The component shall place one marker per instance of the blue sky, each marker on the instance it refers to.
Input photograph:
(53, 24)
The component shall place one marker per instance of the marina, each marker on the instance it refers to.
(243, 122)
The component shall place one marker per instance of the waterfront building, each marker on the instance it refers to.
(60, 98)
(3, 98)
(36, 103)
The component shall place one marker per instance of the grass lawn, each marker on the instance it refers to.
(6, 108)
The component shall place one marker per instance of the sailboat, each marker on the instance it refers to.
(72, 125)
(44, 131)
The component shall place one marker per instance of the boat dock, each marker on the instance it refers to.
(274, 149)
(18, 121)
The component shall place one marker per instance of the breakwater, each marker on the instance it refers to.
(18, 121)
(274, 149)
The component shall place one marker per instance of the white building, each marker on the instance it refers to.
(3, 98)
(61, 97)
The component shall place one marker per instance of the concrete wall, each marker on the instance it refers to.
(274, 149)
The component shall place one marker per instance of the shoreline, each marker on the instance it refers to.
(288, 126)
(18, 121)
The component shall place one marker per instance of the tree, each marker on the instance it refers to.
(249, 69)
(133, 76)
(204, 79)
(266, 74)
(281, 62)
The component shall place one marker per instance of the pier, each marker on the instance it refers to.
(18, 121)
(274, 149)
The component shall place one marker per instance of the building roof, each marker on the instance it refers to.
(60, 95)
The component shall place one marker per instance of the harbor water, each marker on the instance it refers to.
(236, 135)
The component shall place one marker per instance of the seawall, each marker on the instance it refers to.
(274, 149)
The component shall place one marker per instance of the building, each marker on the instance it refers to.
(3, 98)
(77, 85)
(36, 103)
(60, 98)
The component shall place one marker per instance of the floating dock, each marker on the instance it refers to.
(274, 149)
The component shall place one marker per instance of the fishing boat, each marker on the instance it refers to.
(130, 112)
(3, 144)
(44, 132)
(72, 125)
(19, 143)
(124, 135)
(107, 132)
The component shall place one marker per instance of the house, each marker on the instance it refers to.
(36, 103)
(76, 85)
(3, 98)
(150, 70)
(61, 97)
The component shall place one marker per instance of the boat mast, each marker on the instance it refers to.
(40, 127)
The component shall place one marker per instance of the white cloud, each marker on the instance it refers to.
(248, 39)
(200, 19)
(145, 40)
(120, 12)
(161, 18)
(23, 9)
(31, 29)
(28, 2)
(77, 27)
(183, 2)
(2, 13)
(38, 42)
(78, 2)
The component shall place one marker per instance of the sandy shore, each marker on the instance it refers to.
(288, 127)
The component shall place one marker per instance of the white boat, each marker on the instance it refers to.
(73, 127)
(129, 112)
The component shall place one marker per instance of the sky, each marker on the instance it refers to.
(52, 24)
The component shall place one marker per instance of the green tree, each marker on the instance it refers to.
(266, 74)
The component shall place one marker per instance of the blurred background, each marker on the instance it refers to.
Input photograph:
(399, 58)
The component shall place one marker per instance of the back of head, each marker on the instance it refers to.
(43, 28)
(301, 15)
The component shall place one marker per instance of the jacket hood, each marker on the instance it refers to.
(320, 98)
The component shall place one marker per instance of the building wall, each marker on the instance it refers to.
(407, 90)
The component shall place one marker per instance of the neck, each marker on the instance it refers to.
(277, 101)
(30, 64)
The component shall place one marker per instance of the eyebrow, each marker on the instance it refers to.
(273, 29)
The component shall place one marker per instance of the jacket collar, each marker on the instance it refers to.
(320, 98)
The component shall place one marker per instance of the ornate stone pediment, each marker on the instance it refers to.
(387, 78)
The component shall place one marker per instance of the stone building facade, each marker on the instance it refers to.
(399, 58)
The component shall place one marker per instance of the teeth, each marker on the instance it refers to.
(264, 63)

.....

— Work item —
The records above should be duplicated in full, exactly as given.

— Reply to the exercise —
The component shall place one marker per instance of the blue sky, each marker on the instance it refers to.
Input photograph:
(53, 24)
The component shall place one marker per instance of the marina, each marker on the instance it refers to.
(243, 122)
The component shall place one marker per instance of the waterfront building, each marker on the instance it refers to.
(60, 98)
(3, 98)
(36, 103)
The component shall place one marker per instance of the grass lawn, each marker on the instance it refers to.
(6, 108)
The component shall place one marker per instance of the sailboat, each marker on the instance it refers to.
(72, 125)
(44, 131)
The component shall place one marker per instance of the boat dock, each marker on the instance it refers to.
(274, 149)
(18, 121)
The component shall place one marker per instance of the breakwater, each marker on the instance it refers to.
(18, 121)
(274, 149)
The component shall place one marker per instance of the white building, each marker on the instance it refers to.
(3, 98)
(61, 97)
The component shall place one marker per instance of the concrete wall, each marker on the instance it refers to.
(274, 149)
The component shall place one marker per instance of the shoreline, each marker on the instance it refers to.
(288, 126)
(18, 121)
The component shall place one marker per instance of the tree, each marker on the instance it refers to.
(249, 69)
(133, 76)
(204, 79)
(266, 74)
(281, 62)
The component shall place one marker per instance of the pier, each marker on the instance it refers to.
(18, 121)
(274, 149)
The component shall place one marker per instance of the building roof, each marker on the instance it refers to.
(60, 95)
The component shall place one marker per instance of the harbor water, each marker on the instance it refers to.
(236, 135)
The component shall place one marker per instance of the seawall, each marker on the instance it refers to.
(274, 149)
The component shall place one marker per instance of the building, each marker on the instance it refers to.
(3, 98)
(77, 85)
(36, 103)
(60, 98)
The component shall place one marker per instance of the floating dock, each marker on the instance it refers to.
(274, 149)
The component shall place one marker per instance of the fishing boat, each marker on the instance it refers to.
(130, 112)
(3, 144)
(44, 132)
(72, 125)
(19, 143)
(124, 135)
(107, 132)
The component shall place one marker per instance of the house, each marker on the instance it refers to.
(36, 103)
(76, 85)
(3, 98)
(150, 70)
(61, 97)
The component shall place one marker per instance of the boat mast, each marker on the instance it refers to.
(40, 127)
The component shall place one marker per instance of the white cloud, each marker on the instance it refers to.
(248, 39)
(200, 19)
(145, 40)
(120, 12)
(161, 18)
(23, 9)
(31, 29)
(28, 2)
(77, 27)
(183, 2)
(2, 13)
(38, 42)
(78, 2)
The component shall place one marker per instance of the sandy shore, each marker on the instance it refers to.
(288, 127)
The component shall place one marker per instance of the white boat, each marker on the instance it refers to.
(73, 127)
(129, 112)
The component shall place one marker per instance of the sky, each marker on the instance it refers to.
(52, 24)
The component shall place one marker per instance of the green tree, each marker on the instance it refers to.
(266, 74)
The component shall place one marker per instance of the blurred background, each marker on the instance it refers to.
Input photograph:
(399, 58)
The component shall place one marker per instance of the back of head, each marker on the instance it refers to.
(43, 28)
(301, 15)
The component shall place one marker per instance of the jacket hood, each marker on the instance it refers to.
(320, 98)
The component shall place one marker per instance of the building wall, each marker on the instance it refers to.
(407, 90)
The component shall place one marker per instance of the neck, each marker on the instance it refers to.
(277, 101)
(30, 64)
The component shall place one marker per instance of the eyebrow, each marker on the instance it refers to.
(273, 29)
The component shall place one marker per instance of the jacket collar, each marker on the instance it refers to.
(320, 98)
The component shall place one marker per instance of the ornate stone pediment, each marker on the instance it refers to.
(387, 78)
The component shall place one marker per instance of the stone building facade, each marker on the instance it refers to.
(399, 58)
The component shall place one marker per instance of the teeth, each marker on the instance it refers to.
(264, 63)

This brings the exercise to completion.